▶ _EXERCISE 1_
Format each line of the listing that comes after the text as a JSON list of strings, one string per line, and leave out blank lines.

The Cuban electoral law actually provides two electoral processes. The first is the process of partial elections, which takes place every two and a half years (the last time in November 2017) and is designed to elect delegates to Municipal (local) Assemblies of People’s Power. There are 168 such Municipal Assemblies located throughout Cuba.
Candidates for Municipal Assemblies are chosen through nominating assemblies (or community meetings), which occur throughout the country. At these meetings, the floor is open and individuals can propose anyone who lives in their area, usually based on the nominee’s history, personal accomplishments, moral character and ties to the community.
Campaigning is illegal; photos and biographies of those nominated are posted prominently in public places, so voters have the necessary information about the candidates in advance of the election. The State provides all funding for the election; candidates do not need to raise their own funds, which ensures broader participation by the populace and eliminates the need for individual wealth to aspire to run for office. Delegates and Deputies do not receive a salary for their work as Deputies or delegates; rather, they continue in their regular jobs, while also serving as elected officials. Being a Deputy or delegate at any level does not bring privileges; rather, it requires extra work and sacrifice.
To facilitate wide public participation in voting, ballot boxes are placed near each residential area and in each college and are symbolically guarded by school children. The ballots are secret, but the process is transparent; the results of the elections are presented as the staff is counting the votes.
The Municipal Assemblies exercise local powers, approve the municipal budgets, and within the framework of the Cuban Constitution, enact measures and adopt agreements on matters of local concern.
The Municipal Assemblies also organize the People’s Councils, or local committees formed from members of local social organizations, first implemented as a rural experiment to ensure that Municipal Assemblies did not neglect rural affairs. The People’s Council experiment worked so well to involve the local citizens in solving local problems that they were expanded to the entire country, including the urban areas, and formalized in a 1992 Constitutional amendment.

▶ _DATA SHOWN_
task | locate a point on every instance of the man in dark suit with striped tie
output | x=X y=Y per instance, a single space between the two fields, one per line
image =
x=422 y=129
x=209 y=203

▶ _EXERCISE 2_
Answer these questions from the text on Cuban elections:
(a) How often does the process of partial elections take place?
(b) Who symbolically guards the ballot boxes?
(c) In what year were the People's Councils formalized in a Constitutional amendment?

▶ _EXERCISE RESULT 1_
[
  "task | locate a point on every instance of the man in dark suit with striped tie",
  "output | x=X y=Y per instance, a single space between the two fields, one per line",
  "image =",
  "x=422 y=129",
  "x=209 y=203"
]

▶ _EXERCISE RESULT 2_
(a) Every two and a half years.
(b) School children.
(c) 1992.